What the exercise asks: Rewrite all of the data below as a numbered list with one line per entry, skipping blank lines. Leave the picture out of your list.

Records shown:
= = = = =

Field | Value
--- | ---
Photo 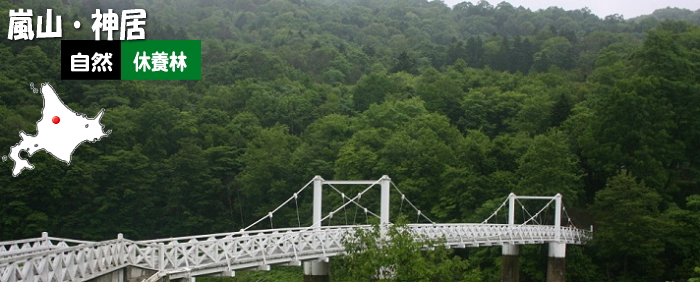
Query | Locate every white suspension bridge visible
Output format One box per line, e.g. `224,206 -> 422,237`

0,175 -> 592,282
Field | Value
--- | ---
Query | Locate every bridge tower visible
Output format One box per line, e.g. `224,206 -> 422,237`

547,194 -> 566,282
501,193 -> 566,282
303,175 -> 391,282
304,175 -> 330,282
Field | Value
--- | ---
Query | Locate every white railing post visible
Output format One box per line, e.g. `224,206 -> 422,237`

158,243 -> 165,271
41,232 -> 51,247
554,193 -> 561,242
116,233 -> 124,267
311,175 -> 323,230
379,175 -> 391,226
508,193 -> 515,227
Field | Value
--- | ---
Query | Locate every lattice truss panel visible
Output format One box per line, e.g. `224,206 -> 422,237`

= = = = =

The output:
1. Field | Value
2. --- | ---
3. Photo 
4. Query | Locate every white suspension bridge visible
5. Output format One box per line, e.g. `224,206 -> 422,237`
6. 0,175 -> 592,282
7. Field | Value
8. --- | ---
9. Query | Locate every bridge tower visible
10. Output format One box per line, e.g. `224,206 -> 422,237`
11. 547,194 -> 566,282
12. 501,193 -> 566,282
13. 303,175 -> 391,282
14. 304,175 -> 330,282
15. Field | Value
16. --- | ---
17. Query | Locate every white railing post visible
18. Output format One box per line, e.g. `224,206 -> 422,237`
19. 158,243 -> 165,271
20. 41,232 -> 51,247
21. 554,193 -> 561,242
22. 116,233 -> 124,267
23. 311,175 -> 323,230
24. 379,175 -> 391,226
25. 508,193 -> 515,227
26. Field | Value
27. --- | ---
28. Query | Locate every lattice truss panel visible
29. Output format One box per line, e.g. `224,206 -> 422,237`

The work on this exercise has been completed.